#### SUPPLIED PASSAGE:

Faster Counter class without using the built-in lock of Value twice
class Counter(object):
def __init__(self, initval=0):
self.val = multiprocessing.RawValue('i', initval)
self.lock = multiprocessing.Lock()
def increment(self):
with self.lock:
self.val.value += 1
#property
def value(self):
return self.val.value
https://eli.thegreenplace.net/2012/01/04/shared-counter-with-pythons-multiprocessing
https://docs.python.org/2/library/multiprocessing.html#multiprocessing.sharedctypes.Value
https://docs.python.org/2/library/multiprocessing.html#multiprocessing.sharedctypes.RawValue

Here is a solution to your problem based on a different approach from that proposed in the other answers. It uses message passing with multiprocessing.Queue objects (instead of shared memory with multiprocessing.Value objects) and process-safe (atomic) built-in increment and decrement operators += and -= (instead of introducing custom increment and decrement methods) since you asked for it.

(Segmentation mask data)
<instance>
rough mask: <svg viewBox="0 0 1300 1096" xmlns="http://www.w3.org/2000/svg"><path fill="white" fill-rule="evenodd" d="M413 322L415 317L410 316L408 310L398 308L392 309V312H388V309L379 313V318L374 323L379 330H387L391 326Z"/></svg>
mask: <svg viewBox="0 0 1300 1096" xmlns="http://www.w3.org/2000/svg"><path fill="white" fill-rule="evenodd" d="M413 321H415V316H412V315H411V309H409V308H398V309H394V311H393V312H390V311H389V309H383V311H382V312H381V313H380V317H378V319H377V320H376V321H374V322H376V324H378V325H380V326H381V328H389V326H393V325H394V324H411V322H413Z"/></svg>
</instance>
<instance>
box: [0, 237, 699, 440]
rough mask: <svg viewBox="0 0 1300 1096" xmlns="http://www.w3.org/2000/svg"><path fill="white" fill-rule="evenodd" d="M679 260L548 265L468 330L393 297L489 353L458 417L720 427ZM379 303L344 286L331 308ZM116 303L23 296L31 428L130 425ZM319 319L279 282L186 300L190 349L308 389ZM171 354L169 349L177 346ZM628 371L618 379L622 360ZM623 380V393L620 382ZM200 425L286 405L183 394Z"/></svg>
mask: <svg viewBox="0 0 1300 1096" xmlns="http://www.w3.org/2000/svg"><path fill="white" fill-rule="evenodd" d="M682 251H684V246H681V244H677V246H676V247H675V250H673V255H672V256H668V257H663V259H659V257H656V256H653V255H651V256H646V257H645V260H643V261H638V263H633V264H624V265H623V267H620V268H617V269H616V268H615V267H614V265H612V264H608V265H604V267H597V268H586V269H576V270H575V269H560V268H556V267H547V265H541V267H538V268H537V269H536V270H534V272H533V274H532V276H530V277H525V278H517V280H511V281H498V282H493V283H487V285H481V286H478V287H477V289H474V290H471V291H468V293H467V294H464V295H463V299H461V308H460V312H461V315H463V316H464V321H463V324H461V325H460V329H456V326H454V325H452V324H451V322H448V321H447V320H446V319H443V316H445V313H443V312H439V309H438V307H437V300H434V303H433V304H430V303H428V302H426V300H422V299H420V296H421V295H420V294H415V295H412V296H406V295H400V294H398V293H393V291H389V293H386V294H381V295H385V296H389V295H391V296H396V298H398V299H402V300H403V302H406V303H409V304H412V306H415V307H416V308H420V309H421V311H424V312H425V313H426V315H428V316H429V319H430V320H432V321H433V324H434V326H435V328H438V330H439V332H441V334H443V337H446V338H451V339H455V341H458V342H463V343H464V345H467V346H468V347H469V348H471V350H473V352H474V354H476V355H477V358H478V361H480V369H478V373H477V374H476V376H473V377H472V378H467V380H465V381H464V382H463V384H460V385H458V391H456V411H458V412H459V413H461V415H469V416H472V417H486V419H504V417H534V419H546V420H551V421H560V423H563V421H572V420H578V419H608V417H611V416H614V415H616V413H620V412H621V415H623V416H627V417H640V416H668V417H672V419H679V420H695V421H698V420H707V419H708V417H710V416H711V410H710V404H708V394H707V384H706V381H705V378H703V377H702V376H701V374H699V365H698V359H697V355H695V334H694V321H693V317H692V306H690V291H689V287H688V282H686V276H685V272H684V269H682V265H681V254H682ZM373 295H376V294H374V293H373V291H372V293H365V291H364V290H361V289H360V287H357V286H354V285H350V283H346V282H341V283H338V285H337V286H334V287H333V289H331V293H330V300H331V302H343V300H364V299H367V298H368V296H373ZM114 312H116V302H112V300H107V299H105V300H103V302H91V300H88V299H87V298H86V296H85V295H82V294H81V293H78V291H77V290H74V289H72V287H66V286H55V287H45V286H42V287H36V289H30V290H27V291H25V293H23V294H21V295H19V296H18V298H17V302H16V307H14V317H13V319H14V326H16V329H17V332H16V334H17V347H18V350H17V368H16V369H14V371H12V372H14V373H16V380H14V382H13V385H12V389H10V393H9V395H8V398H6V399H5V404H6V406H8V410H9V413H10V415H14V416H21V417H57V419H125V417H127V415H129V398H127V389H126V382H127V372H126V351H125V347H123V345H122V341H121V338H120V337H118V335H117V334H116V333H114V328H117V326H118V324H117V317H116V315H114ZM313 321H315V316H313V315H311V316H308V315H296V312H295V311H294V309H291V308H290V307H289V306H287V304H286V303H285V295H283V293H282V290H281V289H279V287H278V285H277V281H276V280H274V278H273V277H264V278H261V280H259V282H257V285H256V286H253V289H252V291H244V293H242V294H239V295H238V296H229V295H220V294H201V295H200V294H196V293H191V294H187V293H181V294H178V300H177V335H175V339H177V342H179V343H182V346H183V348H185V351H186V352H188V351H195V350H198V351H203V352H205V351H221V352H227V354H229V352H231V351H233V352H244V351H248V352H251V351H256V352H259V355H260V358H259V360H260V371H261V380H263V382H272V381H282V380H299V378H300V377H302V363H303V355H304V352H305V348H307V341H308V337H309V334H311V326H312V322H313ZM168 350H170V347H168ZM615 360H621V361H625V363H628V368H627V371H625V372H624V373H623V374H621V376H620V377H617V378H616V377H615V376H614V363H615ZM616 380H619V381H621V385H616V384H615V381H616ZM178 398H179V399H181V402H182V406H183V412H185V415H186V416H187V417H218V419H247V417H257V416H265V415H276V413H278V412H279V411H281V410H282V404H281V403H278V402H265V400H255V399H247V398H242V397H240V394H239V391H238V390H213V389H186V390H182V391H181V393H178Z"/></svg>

#### TASKS FOR THIS EXERCISE:
A. In the Counter class passage, change "initval" to "start" everywhere in the stretch from "Faster Counter class" to "self.val = multiprocessing.RawValue('i', initval)", and write out that stretch with the change made.
B. Copy the records verbatim from the line with "</instance>" to the line with "260L548 265L468 330L393", including both of those lines.
The passage and the records are independent of each other.

#### YOUR RESPONSES:
A.
Faster Counter class without using the built-in lock of Value twice
class Counter(object):
def __init__(self, start=0):
self.val = multiprocessing.RawValue('i', start)

B.
</instance>
<instance>
box: [0, 237, 699, 440]
rough mask: <svg viewBox="0 0 1300 1096" xmlns="http://www.w3.org/2000/svg"><path fill="white" fill-rule="evenodd" d="M679 260L548 265L468 330L393 297L489 353L458 417L720 427ZM379 303L344 286L331 308ZM116 303L23 296L31 428L130 425ZM319 319L279 282L186 300L190 349L308 389ZM171 354L169 349L177 346ZM628 371L618 379L622 360ZM623 380V393L620 382ZM200 425L286 405L183 394Z"/></svg>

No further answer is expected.